**WHAT IS ASKED:**
In the records below, locate the line containing "Locate the fingernail", then extract it and all following lines exactly, ending with the last line.

— begin PROVIDED DATA —

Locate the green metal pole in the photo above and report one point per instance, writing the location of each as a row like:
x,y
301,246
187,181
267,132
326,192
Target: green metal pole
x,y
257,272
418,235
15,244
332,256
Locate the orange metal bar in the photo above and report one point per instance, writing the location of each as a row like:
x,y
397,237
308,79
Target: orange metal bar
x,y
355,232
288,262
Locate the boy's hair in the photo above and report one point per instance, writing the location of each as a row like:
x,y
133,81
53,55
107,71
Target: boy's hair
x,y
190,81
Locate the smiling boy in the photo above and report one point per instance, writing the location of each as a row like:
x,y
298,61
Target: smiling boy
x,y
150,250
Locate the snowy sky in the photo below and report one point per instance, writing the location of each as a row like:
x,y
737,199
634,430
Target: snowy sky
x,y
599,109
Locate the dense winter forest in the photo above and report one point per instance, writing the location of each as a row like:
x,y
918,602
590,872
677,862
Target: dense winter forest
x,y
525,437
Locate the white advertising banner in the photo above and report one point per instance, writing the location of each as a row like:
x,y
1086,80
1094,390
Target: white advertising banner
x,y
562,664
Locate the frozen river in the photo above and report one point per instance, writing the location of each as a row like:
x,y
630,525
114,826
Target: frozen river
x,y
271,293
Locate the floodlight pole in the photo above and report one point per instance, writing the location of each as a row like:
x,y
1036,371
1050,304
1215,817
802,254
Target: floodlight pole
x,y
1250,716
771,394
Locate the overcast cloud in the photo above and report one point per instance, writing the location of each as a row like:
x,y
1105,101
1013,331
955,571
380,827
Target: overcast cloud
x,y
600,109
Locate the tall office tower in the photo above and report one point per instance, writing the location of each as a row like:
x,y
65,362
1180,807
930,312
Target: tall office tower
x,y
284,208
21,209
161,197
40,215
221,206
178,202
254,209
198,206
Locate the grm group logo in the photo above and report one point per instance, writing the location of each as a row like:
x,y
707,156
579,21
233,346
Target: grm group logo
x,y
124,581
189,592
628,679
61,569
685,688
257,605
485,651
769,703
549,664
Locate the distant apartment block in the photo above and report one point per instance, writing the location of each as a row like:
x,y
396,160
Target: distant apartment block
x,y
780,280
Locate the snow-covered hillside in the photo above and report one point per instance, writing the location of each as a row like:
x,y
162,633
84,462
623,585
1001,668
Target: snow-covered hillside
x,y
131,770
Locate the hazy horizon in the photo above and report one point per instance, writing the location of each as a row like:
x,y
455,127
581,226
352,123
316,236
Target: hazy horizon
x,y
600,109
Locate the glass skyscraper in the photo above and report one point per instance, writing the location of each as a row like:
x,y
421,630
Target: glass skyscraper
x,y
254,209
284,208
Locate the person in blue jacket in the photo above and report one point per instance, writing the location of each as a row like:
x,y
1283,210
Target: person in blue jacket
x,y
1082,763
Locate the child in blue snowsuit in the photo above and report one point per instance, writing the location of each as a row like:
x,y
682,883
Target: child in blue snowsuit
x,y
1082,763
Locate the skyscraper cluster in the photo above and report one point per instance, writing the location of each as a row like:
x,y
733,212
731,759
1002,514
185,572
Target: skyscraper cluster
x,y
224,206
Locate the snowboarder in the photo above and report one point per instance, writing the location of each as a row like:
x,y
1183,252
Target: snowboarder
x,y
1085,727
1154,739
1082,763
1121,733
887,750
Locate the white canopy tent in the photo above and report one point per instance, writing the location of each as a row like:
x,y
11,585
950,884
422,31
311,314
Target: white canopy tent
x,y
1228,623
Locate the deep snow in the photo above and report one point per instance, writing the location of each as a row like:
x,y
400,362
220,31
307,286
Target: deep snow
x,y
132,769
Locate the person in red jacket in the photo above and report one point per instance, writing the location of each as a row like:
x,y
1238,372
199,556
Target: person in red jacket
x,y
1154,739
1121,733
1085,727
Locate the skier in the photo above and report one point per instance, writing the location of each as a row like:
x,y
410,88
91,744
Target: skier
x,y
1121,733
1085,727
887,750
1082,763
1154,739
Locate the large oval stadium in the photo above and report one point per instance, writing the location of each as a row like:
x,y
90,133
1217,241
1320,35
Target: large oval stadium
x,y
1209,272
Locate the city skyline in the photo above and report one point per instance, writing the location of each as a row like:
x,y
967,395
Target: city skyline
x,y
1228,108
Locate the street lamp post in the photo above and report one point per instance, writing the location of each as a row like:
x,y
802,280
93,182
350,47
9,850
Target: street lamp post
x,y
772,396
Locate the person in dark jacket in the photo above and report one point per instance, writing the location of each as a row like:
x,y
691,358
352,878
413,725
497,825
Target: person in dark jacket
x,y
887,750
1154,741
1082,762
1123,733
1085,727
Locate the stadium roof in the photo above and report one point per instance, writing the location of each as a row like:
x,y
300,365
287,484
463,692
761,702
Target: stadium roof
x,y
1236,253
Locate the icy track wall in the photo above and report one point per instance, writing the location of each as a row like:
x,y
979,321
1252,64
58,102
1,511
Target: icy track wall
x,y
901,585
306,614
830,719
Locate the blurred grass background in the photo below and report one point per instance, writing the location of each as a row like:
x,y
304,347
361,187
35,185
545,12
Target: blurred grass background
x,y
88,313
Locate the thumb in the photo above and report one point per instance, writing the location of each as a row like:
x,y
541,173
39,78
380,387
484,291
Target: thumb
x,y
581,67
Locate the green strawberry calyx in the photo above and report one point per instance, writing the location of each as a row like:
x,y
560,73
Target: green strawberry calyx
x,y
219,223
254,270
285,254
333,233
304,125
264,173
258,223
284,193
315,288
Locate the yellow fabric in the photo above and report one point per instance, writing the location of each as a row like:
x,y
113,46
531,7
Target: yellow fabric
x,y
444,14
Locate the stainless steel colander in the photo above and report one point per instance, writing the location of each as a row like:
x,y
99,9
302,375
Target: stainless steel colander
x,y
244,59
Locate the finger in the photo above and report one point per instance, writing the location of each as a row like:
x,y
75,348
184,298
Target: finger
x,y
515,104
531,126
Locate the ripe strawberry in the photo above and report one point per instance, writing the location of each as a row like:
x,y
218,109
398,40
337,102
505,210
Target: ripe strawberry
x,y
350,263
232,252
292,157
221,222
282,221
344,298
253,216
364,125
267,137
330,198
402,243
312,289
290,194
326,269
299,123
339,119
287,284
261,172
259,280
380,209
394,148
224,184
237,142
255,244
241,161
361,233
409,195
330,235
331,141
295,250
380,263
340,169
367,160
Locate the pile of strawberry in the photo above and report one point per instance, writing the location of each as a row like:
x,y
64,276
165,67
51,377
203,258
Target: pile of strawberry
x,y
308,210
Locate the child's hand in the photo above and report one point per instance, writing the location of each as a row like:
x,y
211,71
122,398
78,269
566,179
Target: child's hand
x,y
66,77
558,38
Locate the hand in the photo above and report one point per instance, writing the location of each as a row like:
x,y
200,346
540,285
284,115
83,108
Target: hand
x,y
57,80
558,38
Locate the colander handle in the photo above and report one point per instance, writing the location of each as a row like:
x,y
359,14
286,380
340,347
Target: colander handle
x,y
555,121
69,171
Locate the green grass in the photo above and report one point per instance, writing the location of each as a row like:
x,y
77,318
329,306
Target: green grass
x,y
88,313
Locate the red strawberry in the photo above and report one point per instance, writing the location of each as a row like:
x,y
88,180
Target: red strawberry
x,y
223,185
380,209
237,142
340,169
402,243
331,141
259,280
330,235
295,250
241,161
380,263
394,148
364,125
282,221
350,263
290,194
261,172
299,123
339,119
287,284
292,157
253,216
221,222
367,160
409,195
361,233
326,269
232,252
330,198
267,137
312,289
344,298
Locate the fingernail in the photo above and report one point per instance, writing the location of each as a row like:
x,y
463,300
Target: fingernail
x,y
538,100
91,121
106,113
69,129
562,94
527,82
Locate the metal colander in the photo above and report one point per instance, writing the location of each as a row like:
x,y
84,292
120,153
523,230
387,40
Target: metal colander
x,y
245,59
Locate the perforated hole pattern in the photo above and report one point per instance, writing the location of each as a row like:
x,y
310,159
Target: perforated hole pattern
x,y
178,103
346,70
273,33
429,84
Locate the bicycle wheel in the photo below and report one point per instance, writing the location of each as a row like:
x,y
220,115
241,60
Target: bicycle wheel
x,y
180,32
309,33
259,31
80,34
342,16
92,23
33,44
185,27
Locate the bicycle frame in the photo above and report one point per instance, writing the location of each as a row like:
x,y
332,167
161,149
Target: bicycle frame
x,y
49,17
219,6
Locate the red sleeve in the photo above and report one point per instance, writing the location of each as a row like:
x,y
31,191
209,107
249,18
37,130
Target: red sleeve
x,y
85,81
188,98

— end PROVIDED DATA —

**TASK ANSWER:**
Locate the fingernail in the photo above and report one point per instance, writing the location of each as a row like:
x,y
463,300
Target: fingernail
x,y
538,100
91,121
106,113
69,129
562,94
527,82
Locate the metal colander in the photo above and report one point per instance, writing the location of each as a row like:
x,y
84,292
120,153
523,230
387,40
Target: metal colander
x,y
245,59
Locate the perforated hole pattern in the photo above and report one point per instance, writing the location of each as a row like:
x,y
310,159
Target: perforated hole pattern
x,y
178,103
346,70
273,33
429,84
Locate the bicycle wheel in the photo below and report one point per instance, writing the location of each as a row like:
x,y
220,115
241,60
Target: bicycle wheel
x,y
180,32
309,33
259,31
80,34
342,16
92,23
33,44
185,27
Locate the bicycle frame in the photo above and report one point per instance, writing the location of each as a row like:
x,y
332,167
161,149
Target: bicycle frame
x,y
49,17
219,6
Locate the red sleeve in the photo above and report one point per instance, writing the location of each as a row like:
x,y
31,191
209,107
249,18
37,130
Target: red sleeve
x,y
85,81
188,98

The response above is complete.